> What is needed:
Print all of the rows below unchanged, but leave the pictures out.

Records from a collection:

>>>

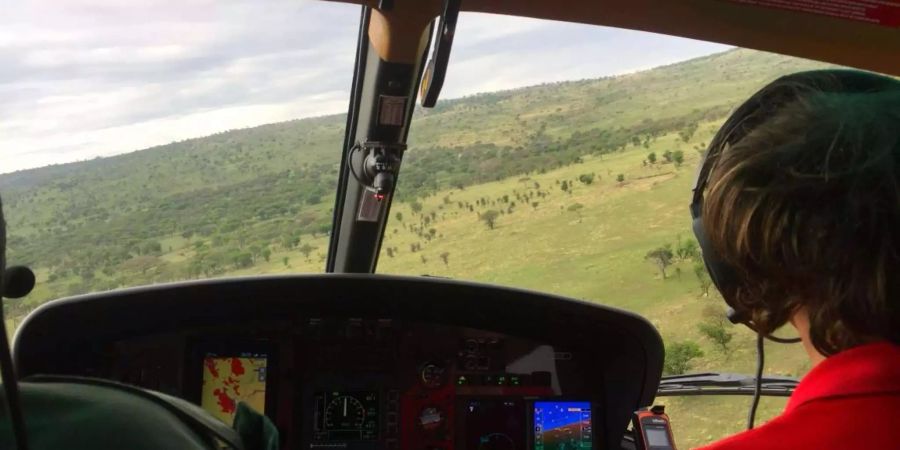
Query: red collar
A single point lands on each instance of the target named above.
(864, 370)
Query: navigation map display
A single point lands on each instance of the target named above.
(228, 380)
(562, 425)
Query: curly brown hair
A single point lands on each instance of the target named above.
(803, 202)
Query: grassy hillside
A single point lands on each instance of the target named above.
(546, 159)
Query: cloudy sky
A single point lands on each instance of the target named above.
(87, 78)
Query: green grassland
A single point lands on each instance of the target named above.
(259, 201)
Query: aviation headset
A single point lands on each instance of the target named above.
(755, 111)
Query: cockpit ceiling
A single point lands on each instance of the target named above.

<<<

> Expected output:
Query: red collar
A single point lands on each instance of the target named above.
(864, 370)
Query: navigation map display
A single point lands on each instance of the target named above.
(228, 380)
(562, 425)
Query: curly brown hair
A single point lands on each instance of the target named above.
(803, 202)
Query: grassy hillside
A single point lands on each instance of the target named above.
(546, 159)
Query: cloudy sky
A single point lands on each instance of the target named above.
(87, 78)
Query: green grassland
A single point lands on each instance of the target named above.
(259, 201)
Query: aviation headset
A single point lands on each instance of the target named above.
(755, 111)
Query: cockpit ceiling
A single point lands on each instance of the target named above.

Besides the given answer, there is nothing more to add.